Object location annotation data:
· · ·

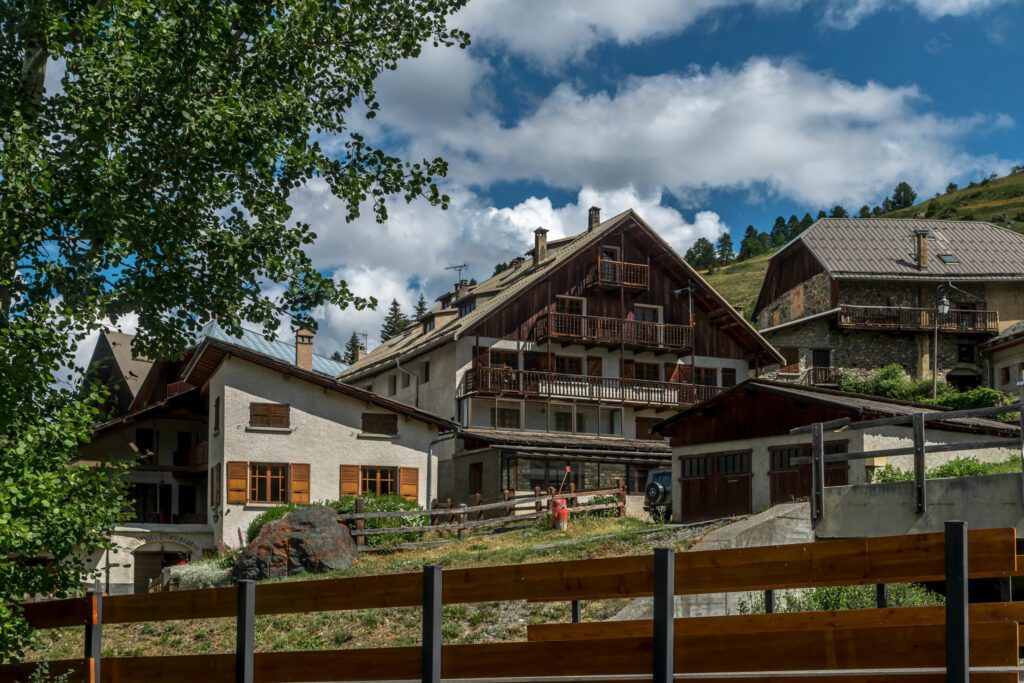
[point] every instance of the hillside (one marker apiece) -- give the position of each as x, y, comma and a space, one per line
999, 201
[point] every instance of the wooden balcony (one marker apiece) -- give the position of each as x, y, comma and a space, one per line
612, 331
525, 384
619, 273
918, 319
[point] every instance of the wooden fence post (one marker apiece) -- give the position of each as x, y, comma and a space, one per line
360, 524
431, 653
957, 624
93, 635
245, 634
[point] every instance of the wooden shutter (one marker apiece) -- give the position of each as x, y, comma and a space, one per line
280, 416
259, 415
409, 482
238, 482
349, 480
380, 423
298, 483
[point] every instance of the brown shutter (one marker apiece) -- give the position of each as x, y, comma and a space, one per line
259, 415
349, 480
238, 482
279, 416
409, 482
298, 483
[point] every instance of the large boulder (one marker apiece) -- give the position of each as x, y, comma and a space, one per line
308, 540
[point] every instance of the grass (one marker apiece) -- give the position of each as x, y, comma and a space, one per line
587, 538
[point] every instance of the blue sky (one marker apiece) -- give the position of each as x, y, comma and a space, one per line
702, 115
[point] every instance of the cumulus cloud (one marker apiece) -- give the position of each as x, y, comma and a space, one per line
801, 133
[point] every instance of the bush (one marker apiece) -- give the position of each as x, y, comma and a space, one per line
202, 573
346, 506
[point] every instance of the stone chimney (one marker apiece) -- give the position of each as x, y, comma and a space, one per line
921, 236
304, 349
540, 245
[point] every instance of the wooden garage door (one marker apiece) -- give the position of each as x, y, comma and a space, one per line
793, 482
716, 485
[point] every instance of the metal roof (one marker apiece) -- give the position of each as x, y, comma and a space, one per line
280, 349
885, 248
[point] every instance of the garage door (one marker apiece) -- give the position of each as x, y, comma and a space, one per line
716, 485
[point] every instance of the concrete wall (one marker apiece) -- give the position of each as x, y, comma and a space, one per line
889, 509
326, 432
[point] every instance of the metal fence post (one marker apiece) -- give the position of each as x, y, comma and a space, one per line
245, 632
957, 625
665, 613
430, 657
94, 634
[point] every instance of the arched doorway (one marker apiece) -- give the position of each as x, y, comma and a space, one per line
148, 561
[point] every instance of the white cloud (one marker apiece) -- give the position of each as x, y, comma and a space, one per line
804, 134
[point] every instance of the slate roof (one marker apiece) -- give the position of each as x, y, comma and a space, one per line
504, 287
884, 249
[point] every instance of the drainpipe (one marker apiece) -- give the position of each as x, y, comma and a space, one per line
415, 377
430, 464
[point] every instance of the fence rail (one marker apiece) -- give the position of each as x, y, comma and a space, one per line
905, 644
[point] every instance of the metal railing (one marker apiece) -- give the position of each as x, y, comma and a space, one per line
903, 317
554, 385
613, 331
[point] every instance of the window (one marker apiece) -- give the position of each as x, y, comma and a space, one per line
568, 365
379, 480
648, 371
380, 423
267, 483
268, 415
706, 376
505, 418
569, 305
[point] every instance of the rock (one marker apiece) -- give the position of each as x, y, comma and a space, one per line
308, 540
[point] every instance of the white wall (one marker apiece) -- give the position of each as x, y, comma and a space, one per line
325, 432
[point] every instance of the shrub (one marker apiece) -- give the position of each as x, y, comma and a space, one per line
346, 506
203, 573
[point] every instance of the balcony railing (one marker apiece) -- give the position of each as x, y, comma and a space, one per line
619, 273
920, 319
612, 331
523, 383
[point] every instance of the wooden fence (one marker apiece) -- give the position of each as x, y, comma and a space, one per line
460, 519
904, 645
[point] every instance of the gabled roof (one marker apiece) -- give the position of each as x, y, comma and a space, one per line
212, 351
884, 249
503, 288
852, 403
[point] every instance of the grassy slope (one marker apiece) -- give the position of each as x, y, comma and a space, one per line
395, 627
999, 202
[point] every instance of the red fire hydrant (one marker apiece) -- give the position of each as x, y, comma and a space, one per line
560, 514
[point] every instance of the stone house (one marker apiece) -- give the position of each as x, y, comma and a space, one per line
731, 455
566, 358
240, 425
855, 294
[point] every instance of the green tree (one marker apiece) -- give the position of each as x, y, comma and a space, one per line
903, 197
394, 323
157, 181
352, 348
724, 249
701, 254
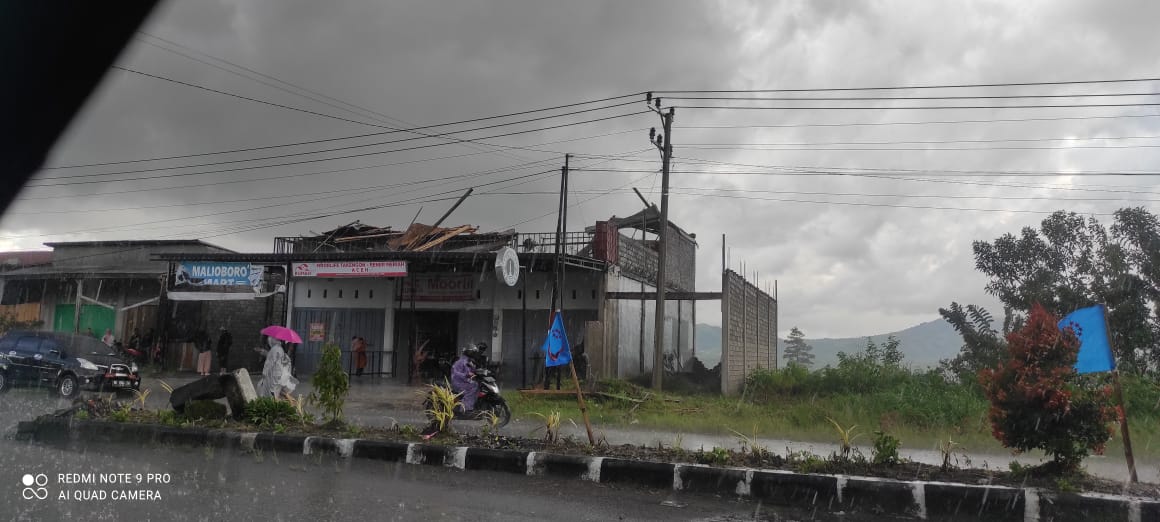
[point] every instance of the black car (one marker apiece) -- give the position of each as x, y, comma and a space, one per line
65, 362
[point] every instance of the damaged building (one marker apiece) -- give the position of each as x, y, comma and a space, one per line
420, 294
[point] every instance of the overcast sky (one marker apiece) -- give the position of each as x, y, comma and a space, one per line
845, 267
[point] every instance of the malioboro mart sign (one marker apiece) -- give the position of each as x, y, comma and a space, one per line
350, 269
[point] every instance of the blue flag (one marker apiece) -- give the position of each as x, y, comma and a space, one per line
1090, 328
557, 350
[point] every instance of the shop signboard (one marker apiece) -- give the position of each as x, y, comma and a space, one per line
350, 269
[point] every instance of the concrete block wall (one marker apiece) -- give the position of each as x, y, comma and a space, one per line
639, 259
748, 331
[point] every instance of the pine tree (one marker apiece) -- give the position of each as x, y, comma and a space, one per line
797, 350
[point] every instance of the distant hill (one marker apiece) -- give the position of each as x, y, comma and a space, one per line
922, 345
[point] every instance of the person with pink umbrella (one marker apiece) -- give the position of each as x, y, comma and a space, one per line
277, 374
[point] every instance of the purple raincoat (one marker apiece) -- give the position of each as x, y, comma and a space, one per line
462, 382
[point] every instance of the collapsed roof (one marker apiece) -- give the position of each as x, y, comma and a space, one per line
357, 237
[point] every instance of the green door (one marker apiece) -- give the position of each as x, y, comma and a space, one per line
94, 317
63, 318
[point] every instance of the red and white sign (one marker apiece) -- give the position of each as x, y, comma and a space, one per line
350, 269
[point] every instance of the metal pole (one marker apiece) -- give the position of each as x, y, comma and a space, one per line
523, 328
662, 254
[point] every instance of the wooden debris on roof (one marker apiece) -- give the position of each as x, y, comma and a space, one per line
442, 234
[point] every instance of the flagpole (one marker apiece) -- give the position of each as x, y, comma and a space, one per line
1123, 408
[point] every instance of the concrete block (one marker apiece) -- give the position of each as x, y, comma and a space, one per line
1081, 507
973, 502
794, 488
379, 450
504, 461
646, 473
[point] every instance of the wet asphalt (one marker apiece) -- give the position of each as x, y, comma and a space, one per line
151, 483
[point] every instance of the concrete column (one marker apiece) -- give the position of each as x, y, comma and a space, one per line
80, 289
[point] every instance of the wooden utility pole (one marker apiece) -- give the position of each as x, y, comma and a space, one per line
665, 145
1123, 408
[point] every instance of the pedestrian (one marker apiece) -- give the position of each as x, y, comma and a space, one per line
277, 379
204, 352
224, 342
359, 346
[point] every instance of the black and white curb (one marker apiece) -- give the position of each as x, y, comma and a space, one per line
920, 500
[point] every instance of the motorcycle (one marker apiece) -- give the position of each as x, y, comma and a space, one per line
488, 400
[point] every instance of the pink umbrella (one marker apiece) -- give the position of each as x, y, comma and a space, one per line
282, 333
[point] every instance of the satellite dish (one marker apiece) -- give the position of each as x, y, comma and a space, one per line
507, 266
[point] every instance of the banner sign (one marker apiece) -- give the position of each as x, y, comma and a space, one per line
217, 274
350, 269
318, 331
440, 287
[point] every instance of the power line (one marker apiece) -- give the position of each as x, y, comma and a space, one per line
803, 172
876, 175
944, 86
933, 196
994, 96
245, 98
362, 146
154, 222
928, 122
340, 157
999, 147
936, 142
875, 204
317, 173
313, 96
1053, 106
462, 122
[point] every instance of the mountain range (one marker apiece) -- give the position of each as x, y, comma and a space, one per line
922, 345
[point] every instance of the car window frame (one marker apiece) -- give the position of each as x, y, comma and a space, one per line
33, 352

· · ·

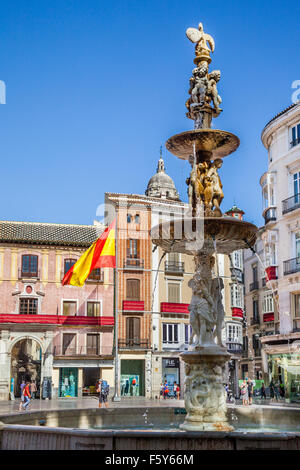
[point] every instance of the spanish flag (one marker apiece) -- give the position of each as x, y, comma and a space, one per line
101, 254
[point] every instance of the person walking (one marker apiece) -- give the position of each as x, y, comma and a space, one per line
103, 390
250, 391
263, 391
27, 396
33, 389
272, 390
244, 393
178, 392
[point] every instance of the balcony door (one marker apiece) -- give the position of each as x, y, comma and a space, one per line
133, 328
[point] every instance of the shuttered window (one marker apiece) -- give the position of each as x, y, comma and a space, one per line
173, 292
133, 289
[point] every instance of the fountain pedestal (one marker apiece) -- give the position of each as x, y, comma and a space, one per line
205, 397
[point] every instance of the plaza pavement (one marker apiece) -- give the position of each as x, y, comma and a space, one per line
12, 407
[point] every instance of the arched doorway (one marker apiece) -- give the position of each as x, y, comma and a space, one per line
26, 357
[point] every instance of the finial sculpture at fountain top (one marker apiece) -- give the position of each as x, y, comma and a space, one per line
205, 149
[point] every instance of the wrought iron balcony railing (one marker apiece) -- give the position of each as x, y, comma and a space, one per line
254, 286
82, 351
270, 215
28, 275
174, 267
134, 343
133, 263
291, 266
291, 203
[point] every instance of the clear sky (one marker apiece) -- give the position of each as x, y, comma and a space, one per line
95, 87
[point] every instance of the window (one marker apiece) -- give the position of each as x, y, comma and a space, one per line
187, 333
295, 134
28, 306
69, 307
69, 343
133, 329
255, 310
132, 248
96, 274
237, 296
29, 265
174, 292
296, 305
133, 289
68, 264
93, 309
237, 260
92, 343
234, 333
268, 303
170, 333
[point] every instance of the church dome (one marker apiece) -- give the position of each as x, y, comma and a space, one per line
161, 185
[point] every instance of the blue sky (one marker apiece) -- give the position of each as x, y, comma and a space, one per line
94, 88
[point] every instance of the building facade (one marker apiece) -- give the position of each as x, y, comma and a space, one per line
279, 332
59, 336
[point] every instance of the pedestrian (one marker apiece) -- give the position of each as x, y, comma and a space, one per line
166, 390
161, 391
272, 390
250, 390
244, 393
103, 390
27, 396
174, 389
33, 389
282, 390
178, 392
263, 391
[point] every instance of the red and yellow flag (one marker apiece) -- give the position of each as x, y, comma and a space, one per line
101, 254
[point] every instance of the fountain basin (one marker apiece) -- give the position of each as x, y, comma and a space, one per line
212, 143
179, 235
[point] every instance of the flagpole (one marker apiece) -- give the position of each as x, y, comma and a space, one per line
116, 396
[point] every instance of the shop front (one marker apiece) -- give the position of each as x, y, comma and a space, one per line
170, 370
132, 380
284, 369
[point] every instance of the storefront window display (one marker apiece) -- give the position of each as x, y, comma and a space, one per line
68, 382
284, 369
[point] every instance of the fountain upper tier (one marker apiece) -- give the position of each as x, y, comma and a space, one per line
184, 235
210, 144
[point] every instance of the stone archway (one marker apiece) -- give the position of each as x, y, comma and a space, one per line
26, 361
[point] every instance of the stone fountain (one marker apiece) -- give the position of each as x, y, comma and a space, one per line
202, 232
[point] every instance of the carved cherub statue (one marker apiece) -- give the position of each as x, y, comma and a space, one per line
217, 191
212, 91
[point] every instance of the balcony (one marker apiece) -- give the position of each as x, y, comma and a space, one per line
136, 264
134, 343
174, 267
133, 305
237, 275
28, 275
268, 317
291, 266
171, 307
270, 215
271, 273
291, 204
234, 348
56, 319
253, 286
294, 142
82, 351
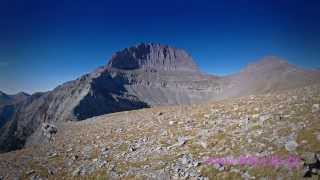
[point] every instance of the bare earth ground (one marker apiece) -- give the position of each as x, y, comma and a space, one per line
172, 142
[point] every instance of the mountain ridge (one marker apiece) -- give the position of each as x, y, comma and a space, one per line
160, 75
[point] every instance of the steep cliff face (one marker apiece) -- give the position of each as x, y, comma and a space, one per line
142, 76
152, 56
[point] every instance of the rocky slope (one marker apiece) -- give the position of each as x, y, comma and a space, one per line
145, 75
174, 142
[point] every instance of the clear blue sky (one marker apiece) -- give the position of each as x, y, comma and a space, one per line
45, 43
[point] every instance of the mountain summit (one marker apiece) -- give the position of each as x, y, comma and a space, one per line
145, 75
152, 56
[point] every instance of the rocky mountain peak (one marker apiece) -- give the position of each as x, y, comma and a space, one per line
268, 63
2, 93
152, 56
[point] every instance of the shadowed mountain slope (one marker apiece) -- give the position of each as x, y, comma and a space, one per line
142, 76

· · ·

WHAT IS REQUIRED: Copy out every line of the records above that contains the word "window", matching its case exactly.

RESULT OF THE TASK:
[point] every instance of the window (one marker apiece) -- give the position of each as x, y, comma and a space, one per line
[point] every instance of the car window frame (one marker apiece) -- give the position of each as x, y, comma and a space, one per line
[point] every instance of the shuttered window (one marker apiece) -- give the position of each as x, y, comma and a space, one per line
[point] every instance of the window (one marker apiece) -- give the position of each as x, y, comma and a space, one per line
[point] every instance of the storefront window display (one marker apiece) -- give the position of each as x, y, comma and a space, one per line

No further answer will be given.